• Work instruction: Given the listing below, write out exactly the lines starting with the line that has "Spot the man" and going on through the line that has "Spot the tree", both kept.

Records shown START

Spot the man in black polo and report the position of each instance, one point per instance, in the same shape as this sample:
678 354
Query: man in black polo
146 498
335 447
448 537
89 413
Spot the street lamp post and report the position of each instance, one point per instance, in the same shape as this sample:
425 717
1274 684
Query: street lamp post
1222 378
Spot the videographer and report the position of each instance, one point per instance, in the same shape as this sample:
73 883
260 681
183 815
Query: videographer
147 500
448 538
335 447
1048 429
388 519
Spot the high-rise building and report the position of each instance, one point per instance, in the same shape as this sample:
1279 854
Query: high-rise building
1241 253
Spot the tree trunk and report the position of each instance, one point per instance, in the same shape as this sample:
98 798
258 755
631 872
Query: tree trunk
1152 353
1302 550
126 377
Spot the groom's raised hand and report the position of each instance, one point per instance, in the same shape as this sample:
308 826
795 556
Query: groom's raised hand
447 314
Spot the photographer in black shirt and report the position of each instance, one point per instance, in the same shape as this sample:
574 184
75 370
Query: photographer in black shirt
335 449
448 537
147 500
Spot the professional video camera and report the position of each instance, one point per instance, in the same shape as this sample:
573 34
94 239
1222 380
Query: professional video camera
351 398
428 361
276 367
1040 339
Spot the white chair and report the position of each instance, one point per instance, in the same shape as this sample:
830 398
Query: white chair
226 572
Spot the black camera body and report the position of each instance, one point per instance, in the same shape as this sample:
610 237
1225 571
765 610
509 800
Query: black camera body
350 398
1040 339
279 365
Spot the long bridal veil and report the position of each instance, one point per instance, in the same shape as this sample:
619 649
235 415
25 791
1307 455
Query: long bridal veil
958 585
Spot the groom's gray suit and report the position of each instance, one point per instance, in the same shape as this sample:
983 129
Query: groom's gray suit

Records shown END
Records shown START

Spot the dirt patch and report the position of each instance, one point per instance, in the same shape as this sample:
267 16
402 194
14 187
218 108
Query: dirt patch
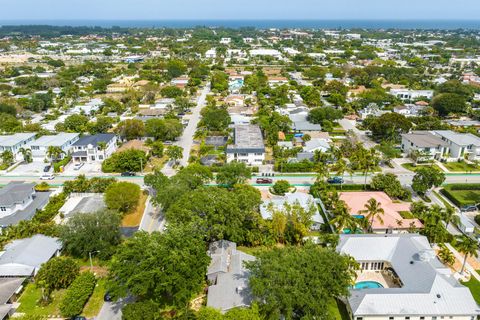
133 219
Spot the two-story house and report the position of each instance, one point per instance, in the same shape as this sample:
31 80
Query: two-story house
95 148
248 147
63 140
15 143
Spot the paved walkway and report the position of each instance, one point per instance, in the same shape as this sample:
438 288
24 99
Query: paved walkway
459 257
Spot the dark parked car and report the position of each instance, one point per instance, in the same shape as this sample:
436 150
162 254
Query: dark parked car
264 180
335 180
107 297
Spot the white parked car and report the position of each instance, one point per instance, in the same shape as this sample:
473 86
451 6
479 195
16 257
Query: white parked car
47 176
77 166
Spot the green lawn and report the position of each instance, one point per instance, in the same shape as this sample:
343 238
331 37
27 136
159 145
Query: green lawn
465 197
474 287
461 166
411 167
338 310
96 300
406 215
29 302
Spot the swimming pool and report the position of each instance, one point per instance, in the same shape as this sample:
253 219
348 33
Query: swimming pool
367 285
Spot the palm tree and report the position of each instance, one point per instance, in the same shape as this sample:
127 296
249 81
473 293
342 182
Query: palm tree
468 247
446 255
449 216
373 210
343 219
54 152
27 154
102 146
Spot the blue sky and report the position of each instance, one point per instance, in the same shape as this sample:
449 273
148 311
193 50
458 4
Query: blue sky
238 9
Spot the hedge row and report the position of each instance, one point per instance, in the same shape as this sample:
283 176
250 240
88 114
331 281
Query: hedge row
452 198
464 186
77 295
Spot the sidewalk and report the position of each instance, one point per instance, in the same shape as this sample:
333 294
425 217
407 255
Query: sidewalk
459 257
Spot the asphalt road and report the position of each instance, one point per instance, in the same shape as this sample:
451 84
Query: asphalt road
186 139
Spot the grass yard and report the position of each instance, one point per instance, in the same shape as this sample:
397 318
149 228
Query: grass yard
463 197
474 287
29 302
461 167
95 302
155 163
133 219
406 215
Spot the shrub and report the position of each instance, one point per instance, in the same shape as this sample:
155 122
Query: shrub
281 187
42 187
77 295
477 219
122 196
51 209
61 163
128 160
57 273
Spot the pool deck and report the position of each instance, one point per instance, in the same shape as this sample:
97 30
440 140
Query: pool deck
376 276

Records shown END

• Response to this task:
Spot the man in black polo and report the position of each instance, one point per instance, in the same shape as this sample:
678 354
Query: man in black polo
146 498
335 447
448 537
89 413
Spot the street lamp post and report the position of each instance, one point per instance, in the same shape as this sample:
425 717
1274 684
Query: street lamp post
1222 378
Spot the videographer and report the position of each instance, one point per instance, in the same shape as this sample:
73 883
260 681
183 815
Query: videographer
147 500
448 538
335 447
1048 429
388 519
Spot the high-rise building and report the position of each instance, one point per instance, in the same shape as this sample:
1279 854
Query: high-rise building
1241 253
Spot the tree trunk and report the position of each instance, one point per instance, in the same shape as this sample:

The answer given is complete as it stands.